▶ **WHAT THE EXERCISE ASKS**
Could you restate the data word for word?

Saved entries

○ ○ ○

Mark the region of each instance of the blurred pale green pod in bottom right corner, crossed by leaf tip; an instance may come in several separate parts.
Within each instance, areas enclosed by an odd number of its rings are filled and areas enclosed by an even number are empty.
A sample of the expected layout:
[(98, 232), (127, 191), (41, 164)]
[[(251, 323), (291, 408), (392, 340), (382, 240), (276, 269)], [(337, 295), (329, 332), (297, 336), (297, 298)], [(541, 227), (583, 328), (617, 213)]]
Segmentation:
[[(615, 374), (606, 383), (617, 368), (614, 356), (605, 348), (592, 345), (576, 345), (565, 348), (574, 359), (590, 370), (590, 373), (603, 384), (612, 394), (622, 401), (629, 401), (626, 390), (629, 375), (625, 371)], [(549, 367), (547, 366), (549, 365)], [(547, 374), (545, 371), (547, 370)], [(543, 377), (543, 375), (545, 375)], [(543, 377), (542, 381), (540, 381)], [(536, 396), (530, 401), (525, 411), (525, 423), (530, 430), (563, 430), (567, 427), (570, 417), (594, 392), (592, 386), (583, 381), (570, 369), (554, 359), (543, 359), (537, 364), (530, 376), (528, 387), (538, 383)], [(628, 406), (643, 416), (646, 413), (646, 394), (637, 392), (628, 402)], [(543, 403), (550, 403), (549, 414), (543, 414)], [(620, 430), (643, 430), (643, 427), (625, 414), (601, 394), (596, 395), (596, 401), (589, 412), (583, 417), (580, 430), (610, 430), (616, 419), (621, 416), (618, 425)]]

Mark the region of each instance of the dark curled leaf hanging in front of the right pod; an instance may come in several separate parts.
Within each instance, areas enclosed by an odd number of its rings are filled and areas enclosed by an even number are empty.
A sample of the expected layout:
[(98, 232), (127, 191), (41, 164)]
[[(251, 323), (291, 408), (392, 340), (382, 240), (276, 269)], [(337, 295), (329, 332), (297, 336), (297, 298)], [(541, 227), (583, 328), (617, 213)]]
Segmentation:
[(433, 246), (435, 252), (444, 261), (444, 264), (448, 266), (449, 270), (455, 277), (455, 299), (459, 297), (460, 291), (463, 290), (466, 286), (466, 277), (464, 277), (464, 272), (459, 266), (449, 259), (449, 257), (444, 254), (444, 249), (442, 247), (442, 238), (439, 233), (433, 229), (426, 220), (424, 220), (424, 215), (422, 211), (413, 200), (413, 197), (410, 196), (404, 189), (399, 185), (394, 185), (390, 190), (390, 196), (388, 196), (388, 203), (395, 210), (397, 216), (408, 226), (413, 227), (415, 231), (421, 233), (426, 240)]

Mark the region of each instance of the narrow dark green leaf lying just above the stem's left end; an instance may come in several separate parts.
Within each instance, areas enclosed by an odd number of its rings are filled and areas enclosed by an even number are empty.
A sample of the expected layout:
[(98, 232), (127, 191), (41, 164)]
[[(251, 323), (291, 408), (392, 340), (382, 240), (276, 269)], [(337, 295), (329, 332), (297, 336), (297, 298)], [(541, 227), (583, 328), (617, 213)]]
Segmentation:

○ ○ ○

▶ **ANSWER TO THE EXERCISE**
Mark the region of each instance of the blurred pale green pod in bottom right corner, crossed by leaf tip; an instance may come in several separate parts.
Within each instance, areas enclosed by an odd number of its rings are filled and areas enclosed by an even number are empty.
A sample of the expected layout:
[(98, 232), (127, 191), (41, 164)]
[[(251, 323), (291, 408), (392, 340), (382, 240), (276, 269)], [(337, 295), (329, 332), (297, 336), (297, 298)], [(541, 227), (583, 328), (617, 213)]]
Segmentation:
[[(615, 374), (606, 383), (617, 368), (614, 356), (605, 348), (592, 345), (576, 345), (565, 348), (574, 359), (590, 370), (590, 373), (603, 384), (612, 394), (622, 401), (629, 401), (626, 390), (629, 375), (625, 371)], [(549, 367), (547, 366), (549, 365)], [(547, 374), (545, 371), (547, 370)], [(543, 377), (543, 375), (545, 375)], [(543, 377), (542, 381), (540, 381)], [(536, 396), (530, 401), (525, 411), (525, 423), (530, 430), (563, 430), (567, 427), (570, 417), (594, 392), (592, 386), (583, 381), (570, 369), (554, 359), (543, 359), (537, 364), (530, 376), (528, 387), (538, 383)], [(628, 406), (643, 416), (646, 413), (646, 394), (637, 392), (628, 402)], [(543, 403), (550, 403), (549, 414), (543, 414)], [(620, 430), (643, 430), (643, 427), (625, 414), (601, 394), (596, 395), (596, 401), (589, 412), (583, 417), (580, 430), (610, 430), (616, 419), (621, 416), (618, 425)]]

Mark the region of each instance of the dark curled leaf hanging in front of the right pod; an instance may come in several separate parts.
Within each instance, areas enclosed by an odd number of its rings are filled and areas enclosed by an even number are empty.
A sample of the expected layout:
[(98, 232), (127, 191), (41, 164)]
[[(251, 323), (291, 408), (392, 340), (382, 240), (276, 269)], [(337, 295), (329, 332), (297, 336), (297, 298)], [(541, 227), (583, 328), (617, 213)]]
Segmentation:
[(433, 246), (435, 252), (444, 261), (444, 264), (448, 266), (449, 270), (455, 277), (455, 299), (459, 297), (460, 291), (463, 290), (466, 286), (466, 277), (464, 277), (464, 272), (459, 266), (449, 259), (449, 257), (444, 254), (444, 249), (442, 247), (442, 238), (439, 233), (433, 229), (426, 220), (424, 220), (424, 215), (422, 211), (413, 200), (413, 197), (410, 196), (404, 189), (399, 185), (394, 185), (390, 190), (390, 196), (388, 196), (388, 203), (395, 210), (397, 216), (408, 226), (413, 227), (415, 231), (421, 233), (426, 240)]

Mark the region of each instance of the narrow dark green leaf lying just above the stem's left end; an instance may come in several separate parts.
Within each instance, areas enclosed by an odd number of its rings are filled and areas enclosed by an even number are empty.
A sample of the expected layout:
[(98, 232), (127, 191), (41, 164)]
[[(251, 323), (291, 408), (392, 340), (382, 240), (276, 269)], [(337, 295), (329, 332), (297, 336), (297, 298)], [(541, 227), (583, 328), (617, 213)]]
Segmentation:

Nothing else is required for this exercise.